### [Task to carry out]
Please return the full listing exactly as written, with the images removed.

┌─ Data shown

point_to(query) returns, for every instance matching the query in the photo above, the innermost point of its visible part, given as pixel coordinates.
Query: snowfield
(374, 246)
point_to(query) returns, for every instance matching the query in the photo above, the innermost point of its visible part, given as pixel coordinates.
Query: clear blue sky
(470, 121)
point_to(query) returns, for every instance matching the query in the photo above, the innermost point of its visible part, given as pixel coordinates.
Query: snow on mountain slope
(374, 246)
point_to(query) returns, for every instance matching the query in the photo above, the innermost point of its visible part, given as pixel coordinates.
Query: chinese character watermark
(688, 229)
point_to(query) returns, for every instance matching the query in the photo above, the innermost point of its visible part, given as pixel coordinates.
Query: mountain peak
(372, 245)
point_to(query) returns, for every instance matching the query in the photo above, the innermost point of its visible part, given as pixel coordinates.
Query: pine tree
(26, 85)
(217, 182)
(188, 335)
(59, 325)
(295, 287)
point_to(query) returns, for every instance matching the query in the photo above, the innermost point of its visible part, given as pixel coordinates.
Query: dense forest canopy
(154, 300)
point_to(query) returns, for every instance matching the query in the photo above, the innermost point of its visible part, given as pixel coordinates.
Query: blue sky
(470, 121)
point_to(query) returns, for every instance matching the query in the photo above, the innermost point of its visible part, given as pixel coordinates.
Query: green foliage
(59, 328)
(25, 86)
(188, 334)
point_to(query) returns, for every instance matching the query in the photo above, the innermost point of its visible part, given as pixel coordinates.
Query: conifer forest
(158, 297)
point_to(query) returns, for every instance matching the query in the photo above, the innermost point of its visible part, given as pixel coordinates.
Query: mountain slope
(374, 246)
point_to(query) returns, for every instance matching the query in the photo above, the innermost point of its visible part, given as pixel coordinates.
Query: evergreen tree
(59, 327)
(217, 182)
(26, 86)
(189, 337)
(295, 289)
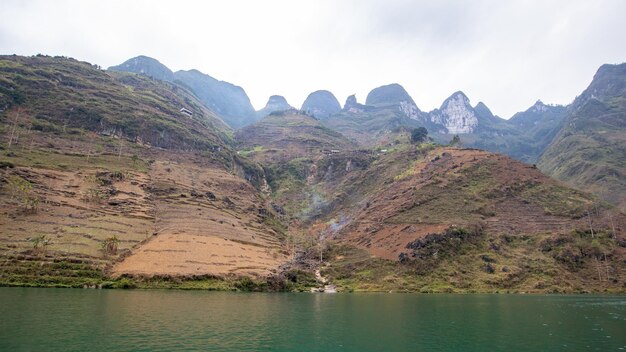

└─

### [Exercise output]
point_to(query) returns, for every instance matching the query in the photo above, the innermost point of its visible part, given as pixel coordinates.
Query: snowfield
(374, 246)
point_to(query) returns, for every instance matching the query in the photo above, the innermost point of its visible part, given as pixel coordinates.
Query: clear blue sky
(470, 121)
point_to(query) returns, for every instance matching the query in the photo above, the innermost point of its visible part, given as pixel coordinates.
Query: snow on mountain slope
(374, 246)
point_to(query) returns, for every instance matching the query in the photo above, the innermost point of its visible part, given as pixel coordinates.
Query: chinese character watermark
(688, 229)
point_to(query) returns, for every instance matching the query in the photo above, the innermost point of its visible part, given as pixel coordinates.
Query: mountain peak
(372, 245)
point_to(query) returns, for every instance matching the query in the photo above, the innermost point of its visible part, given as pixel coordinates.
Query: pine tree
(26, 85)
(217, 182)
(188, 335)
(59, 325)
(295, 287)
point_to(query) returns, for every instance matching the query in the photo above, the innermost point of its visible part, given as pixel coordinates.
Query: dense forest canopy
(154, 300)
point_to(query) returns, for every instance matching the query in the photo above, the innermost point of its visible part, given as pixel coordinates.
Query: blue sky
(470, 121)
point_to(query) returns, for every instance matching the query in the photo above, the innermost point of its visible part, given as pixel coordinates.
Query: green foliage
(59, 328)
(25, 86)
(188, 334)
point_to(query) returns, for every instance matching the query in the photo above, the innermost point of its visible part, given as pixel coordinates.
Query: conifer forest
(158, 297)
point_to(query) returns, for every instance matching the query in the photo above, the innermost point of its visible part, given as pixel coordinates.
Query: mountain slope
(374, 246)
point_to(query) returns, for every instance matching the query in the photo above, the innermost point of its visible part, given as pixel coordinates.
Query: evergreen tree
(59, 327)
(217, 182)
(26, 86)
(189, 337)
(295, 289)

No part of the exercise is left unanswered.